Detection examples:
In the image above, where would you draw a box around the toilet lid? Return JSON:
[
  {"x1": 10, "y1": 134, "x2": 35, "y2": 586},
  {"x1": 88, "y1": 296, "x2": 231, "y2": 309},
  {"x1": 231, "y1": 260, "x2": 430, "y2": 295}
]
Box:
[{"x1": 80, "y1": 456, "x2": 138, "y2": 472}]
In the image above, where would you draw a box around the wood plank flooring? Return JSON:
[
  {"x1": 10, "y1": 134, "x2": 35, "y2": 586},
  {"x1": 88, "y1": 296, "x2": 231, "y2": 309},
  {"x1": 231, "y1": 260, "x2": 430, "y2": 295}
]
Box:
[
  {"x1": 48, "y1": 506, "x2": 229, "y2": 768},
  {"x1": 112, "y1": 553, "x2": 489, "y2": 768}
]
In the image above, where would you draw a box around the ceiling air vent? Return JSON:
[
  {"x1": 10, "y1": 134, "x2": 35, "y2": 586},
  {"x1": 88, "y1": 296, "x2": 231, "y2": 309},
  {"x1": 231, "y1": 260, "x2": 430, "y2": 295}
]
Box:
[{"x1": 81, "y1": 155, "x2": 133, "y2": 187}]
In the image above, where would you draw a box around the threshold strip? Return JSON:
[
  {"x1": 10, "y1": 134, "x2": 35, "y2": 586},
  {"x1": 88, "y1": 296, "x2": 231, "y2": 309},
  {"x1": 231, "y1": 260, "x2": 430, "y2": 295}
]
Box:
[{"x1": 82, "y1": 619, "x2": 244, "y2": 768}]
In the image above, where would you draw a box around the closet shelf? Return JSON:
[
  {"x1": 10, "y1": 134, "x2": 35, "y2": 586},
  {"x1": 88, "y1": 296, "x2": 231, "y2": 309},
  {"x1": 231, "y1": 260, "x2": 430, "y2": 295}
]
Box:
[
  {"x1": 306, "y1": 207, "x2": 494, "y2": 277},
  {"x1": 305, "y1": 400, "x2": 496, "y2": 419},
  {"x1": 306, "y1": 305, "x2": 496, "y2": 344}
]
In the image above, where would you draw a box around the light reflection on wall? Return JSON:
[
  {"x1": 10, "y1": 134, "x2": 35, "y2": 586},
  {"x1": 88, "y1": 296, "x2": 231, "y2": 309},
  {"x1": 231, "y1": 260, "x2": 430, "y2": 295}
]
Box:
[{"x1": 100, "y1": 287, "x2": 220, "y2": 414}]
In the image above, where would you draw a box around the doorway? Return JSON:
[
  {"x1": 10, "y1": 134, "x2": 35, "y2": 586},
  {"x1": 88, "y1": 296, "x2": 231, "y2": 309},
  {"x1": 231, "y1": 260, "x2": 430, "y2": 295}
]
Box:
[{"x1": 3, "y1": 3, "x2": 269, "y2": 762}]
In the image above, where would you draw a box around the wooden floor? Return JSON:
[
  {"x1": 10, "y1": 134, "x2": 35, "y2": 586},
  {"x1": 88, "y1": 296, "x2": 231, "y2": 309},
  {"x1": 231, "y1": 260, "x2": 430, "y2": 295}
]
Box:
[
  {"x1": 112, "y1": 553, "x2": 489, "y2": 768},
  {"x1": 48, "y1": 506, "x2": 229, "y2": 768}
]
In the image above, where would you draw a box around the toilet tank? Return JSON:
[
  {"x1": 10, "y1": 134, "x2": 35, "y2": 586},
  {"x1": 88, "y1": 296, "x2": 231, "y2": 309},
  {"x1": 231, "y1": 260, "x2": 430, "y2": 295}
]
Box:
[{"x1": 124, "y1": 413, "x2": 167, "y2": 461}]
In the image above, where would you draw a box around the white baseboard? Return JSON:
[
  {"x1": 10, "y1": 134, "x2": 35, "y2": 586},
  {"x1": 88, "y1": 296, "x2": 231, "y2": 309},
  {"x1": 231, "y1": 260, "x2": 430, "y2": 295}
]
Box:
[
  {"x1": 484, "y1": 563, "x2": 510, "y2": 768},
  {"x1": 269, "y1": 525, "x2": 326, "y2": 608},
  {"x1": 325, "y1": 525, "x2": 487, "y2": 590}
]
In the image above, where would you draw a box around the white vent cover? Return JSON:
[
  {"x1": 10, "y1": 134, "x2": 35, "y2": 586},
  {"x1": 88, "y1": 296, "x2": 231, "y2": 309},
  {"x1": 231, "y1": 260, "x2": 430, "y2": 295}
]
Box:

▶ _EXERCISE_
Quote the data in full, keeping each word unchanged.

▶ _ANSWER IN FULL_
In the image above, where would you draw a box around the toilet lid? Return JSON:
[
  {"x1": 10, "y1": 134, "x2": 35, "y2": 586},
  {"x1": 88, "y1": 296, "x2": 231, "y2": 309},
  {"x1": 231, "y1": 260, "x2": 430, "y2": 295}
]
Box:
[{"x1": 80, "y1": 456, "x2": 138, "y2": 472}]
In the image above, where would you draw a box around the wood plank flooring? Return JSON:
[
  {"x1": 10, "y1": 134, "x2": 35, "y2": 586},
  {"x1": 88, "y1": 296, "x2": 231, "y2": 309},
  {"x1": 231, "y1": 260, "x2": 430, "y2": 295}
]
Box:
[
  {"x1": 48, "y1": 506, "x2": 229, "y2": 768},
  {"x1": 112, "y1": 553, "x2": 489, "y2": 768}
]
In the image above, where would you draw a box around the ceiling air vent? Return JSON:
[
  {"x1": 10, "y1": 134, "x2": 35, "y2": 586},
  {"x1": 88, "y1": 296, "x2": 231, "y2": 309},
  {"x1": 231, "y1": 260, "x2": 430, "y2": 295}
]
Box:
[{"x1": 81, "y1": 155, "x2": 133, "y2": 187}]
In the image above, where would you draw a box around the threshold strip? Return JSON:
[
  {"x1": 10, "y1": 134, "x2": 35, "y2": 586},
  {"x1": 88, "y1": 296, "x2": 231, "y2": 309},
  {"x1": 231, "y1": 260, "x2": 430, "y2": 295}
]
Box:
[{"x1": 82, "y1": 619, "x2": 244, "y2": 768}]
In the image above, where would you draw a box around the closet shelf? Return JSON:
[
  {"x1": 10, "y1": 134, "x2": 35, "y2": 586},
  {"x1": 88, "y1": 296, "x2": 231, "y2": 309},
  {"x1": 231, "y1": 260, "x2": 430, "y2": 295}
]
Box:
[
  {"x1": 306, "y1": 207, "x2": 494, "y2": 277},
  {"x1": 305, "y1": 400, "x2": 496, "y2": 419},
  {"x1": 306, "y1": 305, "x2": 496, "y2": 344}
]
In the image above, where would you draw a box around the light reflection on wall? Return JSON:
[
  {"x1": 10, "y1": 134, "x2": 35, "y2": 586},
  {"x1": 88, "y1": 296, "x2": 231, "y2": 309},
  {"x1": 231, "y1": 260, "x2": 430, "y2": 295}
]
Box:
[{"x1": 100, "y1": 287, "x2": 220, "y2": 414}]
In the image above, where would you draw a box around the doorway? Return JSON:
[
  {"x1": 10, "y1": 134, "x2": 35, "y2": 586},
  {"x1": 88, "y1": 296, "x2": 231, "y2": 309},
  {"x1": 231, "y1": 260, "x2": 430, "y2": 295}
]
Box:
[{"x1": 3, "y1": 3, "x2": 269, "y2": 762}]
In the image above, where would you draw a box around the wooden floor? Return JSON:
[
  {"x1": 10, "y1": 134, "x2": 35, "y2": 586},
  {"x1": 88, "y1": 296, "x2": 231, "y2": 309},
  {"x1": 231, "y1": 260, "x2": 430, "y2": 295}
]
Box:
[
  {"x1": 112, "y1": 553, "x2": 489, "y2": 768},
  {"x1": 48, "y1": 506, "x2": 229, "y2": 768}
]
In the image above, where would you draw a box around the toilet tank? Return JSON:
[
  {"x1": 10, "y1": 134, "x2": 35, "y2": 586},
  {"x1": 88, "y1": 296, "x2": 231, "y2": 309},
  {"x1": 231, "y1": 260, "x2": 430, "y2": 295}
]
Box:
[{"x1": 124, "y1": 413, "x2": 167, "y2": 461}]
In the image above, where would you draw a box around the white baseboard? Return JSON:
[
  {"x1": 10, "y1": 134, "x2": 35, "y2": 586},
  {"x1": 88, "y1": 296, "x2": 231, "y2": 309},
  {"x1": 231, "y1": 260, "x2": 430, "y2": 295}
]
Box:
[
  {"x1": 484, "y1": 563, "x2": 510, "y2": 768},
  {"x1": 269, "y1": 525, "x2": 326, "y2": 608},
  {"x1": 325, "y1": 525, "x2": 487, "y2": 590}
]
In the image above, where would you draw a box around the white vent cover? Return JSON:
[
  {"x1": 10, "y1": 134, "x2": 35, "y2": 586},
  {"x1": 88, "y1": 296, "x2": 231, "y2": 309},
  {"x1": 231, "y1": 260, "x2": 430, "y2": 295}
]
Box:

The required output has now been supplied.